(Saved entries)
================================
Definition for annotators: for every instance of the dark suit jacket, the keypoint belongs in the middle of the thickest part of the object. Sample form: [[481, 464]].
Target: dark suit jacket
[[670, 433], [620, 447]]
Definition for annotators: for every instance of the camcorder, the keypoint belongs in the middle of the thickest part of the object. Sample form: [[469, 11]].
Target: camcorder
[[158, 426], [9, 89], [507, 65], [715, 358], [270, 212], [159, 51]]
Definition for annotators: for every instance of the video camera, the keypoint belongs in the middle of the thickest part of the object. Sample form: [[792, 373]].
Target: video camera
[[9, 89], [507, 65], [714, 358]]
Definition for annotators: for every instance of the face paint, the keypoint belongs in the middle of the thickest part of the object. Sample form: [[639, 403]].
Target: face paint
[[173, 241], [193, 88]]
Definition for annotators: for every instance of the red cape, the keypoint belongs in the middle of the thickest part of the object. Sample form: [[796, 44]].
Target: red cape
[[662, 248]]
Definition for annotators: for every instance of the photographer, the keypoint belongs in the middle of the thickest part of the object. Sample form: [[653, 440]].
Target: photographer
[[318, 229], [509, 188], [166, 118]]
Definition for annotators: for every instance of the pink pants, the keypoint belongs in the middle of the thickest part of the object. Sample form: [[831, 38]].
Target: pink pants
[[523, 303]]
================================
**TO DO:**
Repeat word for word from the line holding "Definition for annotators: for every instance of the red" down to the last line above, including both.

**PROBLEM SOLUTION:**
Definition for annotators: for every instance of the red cape, the keypoint belongs in the middle of the thickest part of the object. Sample form: [[796, 44]].
Target: red cape
[[662, 248]]
Definition for annotators: for every instance of the photographer, the keypoint belongs in the middle of the thickest part of the object. Sample form: [[653, 440]].
Target: photographer
[[318, 229], [509, 188], [166, 118]]
Definition for annotators: for every instance of the pink pants, the keypoint belongs in the middle of the thickest part of the object. Sample form: [[831, 38]].
Target: pink pants
[[523, 303]]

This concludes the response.